* _Estratto del documento_:
Ecco .... è quello che penso ..... dopo tutto ciò che sta accadendo, della paura che questi terroristi vogliono inculcarci. Il mio pensiero si ritrova delle parole della giornalista Deborah Dirani :
"La
libertà, per me che ho scoperto tardi la meraviglia di viaggiare, ha
l'odore ibrido delle sale d'attesa degli aeroporti. Di quello
sabbioso di Tindouf, in fondo all'Algeria, dove i bagagli si
impolverano di sabbia e dove il check in è una pratica un po'
militaresca. Di quello low cost di Londra, Stansted, dove ho
trascorso una notte buttata per terra con lo zaino come cuscino,
svegliandomi con le ossa rotte e la faccia spiegazzata. Del JFK di
New York dove piangevo a dirotto perché non volevo proprio saperne
di tornare a casa. Di Monaco e Berlino dove per quelle come me ci
sono i gabbiotti in cui si può fumare come pesci in un acquario.
La
libertà ha la forma di un aereo che ti porta via e ti appoggia
lontano da ciò che conosci, che ti costringe al confronto con gli
altri, tutti gli altri, anche quelli di cui non capisci la lingua e
la cultura, i principi etici e quelli alimentari.

* _Esercizi da svolgere_:
1 > Per ciascuna affermazione, indica se è in accordo con il brano sulla libertà rispondendo sì o no e citando esattamente le parole del brano che lo decidono. (a) A Stansted la giornalista citata ha passato una notte per terra usando lo zaino come cuscino. (b) Al JFK di New York piangeva perché aveva perso il volo. (c) Negli aeroporti di Monaco e Berlino non si può fumare da nessuna parte.
2 > Scrivi il seguito del brano sulla libertà, ripartendo dopo la sua ultima frase.
I dati qui sotto hanno una provenienza diversa dal brano sulla libertà.

* _Dati di partenza_:
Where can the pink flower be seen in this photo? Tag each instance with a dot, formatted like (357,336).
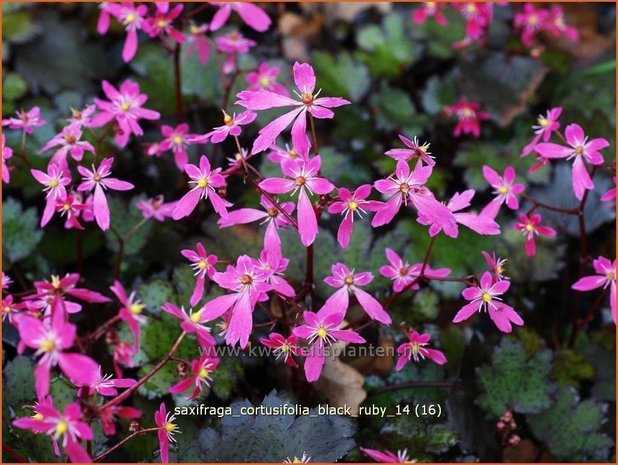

* _Risultati degli esercizi_:
1 >
(a) Sì: «ho trascorso una notte buttata per terra con lo zaino come cuscino».
(b) No: «piangevo a dirotto perché non volevo proprio saperne di tornare a casa».
(c) No: «ci sono i gabbiotti in cui si può fumare come pesci in un acquario».

2 >
Colpire
un aeroporto allora,
per me, significa attentare al mio sacrosanto diritto a essere
libera. Libera di volare dove i miei piedi non potrebbero portarmi,
libera di conoscere quello che i libri non mi potranno mai
raccontare. Significa proibirmi di annusare ancora i profumi
orribilmente dolci delle donne di Miami, di fare le carezze al gatto
rosso che si aggirava imperterrito e un po' impunito a un passo dagli
imbarchi nazionali di Algeri, significa tentare di costringermi alla
grettezza dell'ignoranza. Che è la causa di tutti i mali del mondo.
Anche di quello di questa mattina.
Un male così spaventoso che, esattamente come un mostro mitologico,
chiede continui tributi di sangue per rimpinguarsi e continuare a
vivere.
La
prima volta che sono salita su un aereo avevo appena compiuto 36
anni. Era novembre del 2009 e fino ad allora avevo vissuto con la
certezza che su uno di quei cosi di latta, da cui non sarei potuta
scendere a mio piacimento, sarei morta di paura. Eppure quando sentii
nelle orecchie il rollio che preannunciava il decollo e, subito dopo,
il mio stomaco fece la capriola che confermava che ero nel cielo,
provai la gioia più grande della mia vita. Mi sentii padrona del
mondo (e dire che stavo solo andando a Monaco...), avvertii la
perfezione della libertà.
Non
avevo più limiti e confini: avrei potuto finalmente vedere il mio
quadro preferito di Van Eyck che è esposto alla National Gallery di
Londra, avrei potuto vedere dove Audrey Hepburn si fermava a fare
colazione (da Tiffany, sulla Quinta, a New York) quando aveva le
paturnie, avrei potuto mettere i piedi a mollo nell'Atlantico in
febbraio, avrei potuto vedere Van Gogh ad Amsterdam e la Frick
Collection dietro Central Park.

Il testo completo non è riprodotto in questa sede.